» **Description of the task**:
The reply must reproduce each line below exactly.

- - - -

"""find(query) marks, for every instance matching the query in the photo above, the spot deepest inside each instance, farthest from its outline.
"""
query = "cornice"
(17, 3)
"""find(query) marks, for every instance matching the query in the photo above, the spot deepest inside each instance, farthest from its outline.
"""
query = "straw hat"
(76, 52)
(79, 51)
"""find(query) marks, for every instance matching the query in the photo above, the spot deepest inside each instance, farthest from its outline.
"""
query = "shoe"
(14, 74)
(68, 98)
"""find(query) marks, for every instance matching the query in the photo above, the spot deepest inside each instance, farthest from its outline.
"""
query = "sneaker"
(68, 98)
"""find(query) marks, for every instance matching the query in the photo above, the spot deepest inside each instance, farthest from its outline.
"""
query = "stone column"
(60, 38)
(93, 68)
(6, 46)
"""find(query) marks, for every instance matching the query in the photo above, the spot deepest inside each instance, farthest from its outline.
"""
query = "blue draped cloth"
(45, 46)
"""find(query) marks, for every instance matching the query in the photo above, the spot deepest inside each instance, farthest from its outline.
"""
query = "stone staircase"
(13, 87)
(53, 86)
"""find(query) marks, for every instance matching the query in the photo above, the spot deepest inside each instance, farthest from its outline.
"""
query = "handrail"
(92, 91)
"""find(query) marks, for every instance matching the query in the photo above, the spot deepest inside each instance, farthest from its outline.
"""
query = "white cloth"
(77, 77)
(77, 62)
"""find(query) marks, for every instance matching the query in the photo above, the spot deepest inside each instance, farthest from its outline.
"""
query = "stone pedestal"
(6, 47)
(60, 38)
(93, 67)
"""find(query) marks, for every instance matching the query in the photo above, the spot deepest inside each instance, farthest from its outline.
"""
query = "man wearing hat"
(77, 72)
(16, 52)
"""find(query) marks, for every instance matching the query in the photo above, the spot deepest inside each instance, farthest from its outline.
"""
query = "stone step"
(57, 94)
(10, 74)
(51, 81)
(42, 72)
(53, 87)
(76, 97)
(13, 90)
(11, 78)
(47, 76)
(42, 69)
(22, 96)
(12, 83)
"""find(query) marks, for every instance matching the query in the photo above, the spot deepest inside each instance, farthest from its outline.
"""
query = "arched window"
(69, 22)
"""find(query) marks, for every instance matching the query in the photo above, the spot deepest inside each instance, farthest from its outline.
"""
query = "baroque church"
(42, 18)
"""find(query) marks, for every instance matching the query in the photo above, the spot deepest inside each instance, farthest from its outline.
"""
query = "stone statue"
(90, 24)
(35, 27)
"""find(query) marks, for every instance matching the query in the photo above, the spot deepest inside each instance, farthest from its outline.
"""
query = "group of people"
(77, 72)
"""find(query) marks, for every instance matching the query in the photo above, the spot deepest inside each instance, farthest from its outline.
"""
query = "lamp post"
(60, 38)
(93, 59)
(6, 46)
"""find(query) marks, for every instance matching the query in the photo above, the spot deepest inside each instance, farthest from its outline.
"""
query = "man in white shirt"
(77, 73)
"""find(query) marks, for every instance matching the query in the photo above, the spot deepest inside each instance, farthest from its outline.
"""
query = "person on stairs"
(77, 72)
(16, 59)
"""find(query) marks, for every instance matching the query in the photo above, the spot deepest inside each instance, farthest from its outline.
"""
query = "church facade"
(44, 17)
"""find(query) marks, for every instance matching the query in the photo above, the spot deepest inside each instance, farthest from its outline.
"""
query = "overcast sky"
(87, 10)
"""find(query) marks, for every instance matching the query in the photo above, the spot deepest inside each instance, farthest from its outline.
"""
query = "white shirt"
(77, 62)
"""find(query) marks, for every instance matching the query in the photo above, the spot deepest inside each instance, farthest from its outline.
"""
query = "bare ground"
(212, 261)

- - - -

» **Task result**:
"""find(query) marks, for every instance matching the query in the photo above, the spot deepest inside each instance, farthest from its outline.
"""
query = "cornice"
(17, 3)
"""find(query) marks, for every instance matching the query in the photo above, the spot deepest inside each instance, farthest from its outline.
"""
query = "straw hat"
(76, 52)
(79, 51)
"""find(query) marks, for every instance matching the query in the photo above, the spot deepest inside each instance, farthest from its outline.
"""
query = "shoe"
(14, 74)
(68, 98)
"""find(query) marks, for every instance matching the query in the photo above, the spot deepest inside each instance, farthest from its outline.
"""
query = "sneaker"
(68, 98)
"""find(query) marks, for every instance matching the query in the photo above, the spot deepest inside each instance, farthest from its outline.
"""
query = "stone column"
(60, 38)
(93, 68)
(6, 46)
"""find(query) marks, for every instance matching the query in the photo above, the spot deepest inside each instance, farthest from its outline.
"""
query = "blue draped cloth"
(45, 46)
"""find(query) marks, for every instance matching the query in the photo above, the spot deepest inside each instance, farthest from its outline.
"""
query = "stone staircase"
(13, 87)
(53, 86)
"""find(query) marks, for every instance matching the query in the photo above, the spot deepest inside each instance, farthest from its outline.
"""
query = "handrail"
(92, 91)
"""find(query) marks, for every instance matching the query in the photo above, the spot deepest inside each instance, farthest from its outline.
"""
query = "white cloth"
(77, 77)
(77, 62)
"""find(query) marks, for every instance matching the query in the photo above, the spot deepest inside each instance, farthest from its outline.
"""
query = "stone pedestal"
(6, 47)
(60, 38)
(93, 67)
"""find(query) marks, for every instance matching the query in the photo above, the spot deepest inside each instance, farthest from its outline.
"""
query = "man wearing hat"
(77, 72)
(16, 52)
"""find(query) marks, for every instance matching the query in the photo above, the spot deepest inside each instance, farthest from its outline.
"""
query = "stone step"
(57, 94)
(10, 74)
(51, 81)
(42, 72)
(53, 87)
(76, 97)
(13, 90)
(11, 78)
(47, 76)
(42, 69)
(22, 96)
(12, 83)
"""find(query) marks, for every instance matching the query in the photo above, the spot deepest inside each instance, farthest from its outline.
"""
query = "arched window"
(69, 22)
"""find(query) marks, for every instance matching the query in the photo above, the spot deepest inside each instance, farthest from its outline.
"""
query = "baroque church"
(42, 18)
"""find(query) marks, for every instance matching the query in the photo above, the spot deepest inside each instance, farthest from its outline.
"""
query = "stone statue"
(90, 24)
(35, 27)
"""find(query) marks, for every instance matching the query in the photo above, the spot deepest inside each instance, farthest from its outline.
"""
query = "group of people"
(77, 72)
"""find(query) marks, for every instance matching the query in the photo above, the spot deepest inside each instance, farthest from its outline.
"""
query = "lamp post"
(60, 38)
(93, 59)
(6, 46)
"""find(query) marks, for every instance matching the query in the photo above, the spot deepest inside each instance, farthest from its outline.
"""
query = "man in white shirt"
(77, 73)
"""find(query) marks, for every instance matching the query in the photo above, the spot deepest inside each instance, farthest from its outline.
"""
query = "person on stairs"
(77, 72)
(16, 59)
"""find(query) marks, for every instance matching the query in the photo above, the spot deepest inside each instance, farthest from its outline.
"""
query = "church facade"
(44, 17)
"""find(query) marks, for every instance matching the query in the photo above, the spot deepest inside each instance, farthest from its outline.
"""
query = "overcast sky"
(87, 10)
"""find(query) marks, for every instance matching the query in the photo above, the spot deepest inside each instance, farthest from its outline.
"""
query = "white shirt"
(77, 62)
"""find(query) marks, for every instance matching the query in the photo above, the spot deepest inside each instance, farthest from its outline.
"""
query = "bare ground"
(212, 261)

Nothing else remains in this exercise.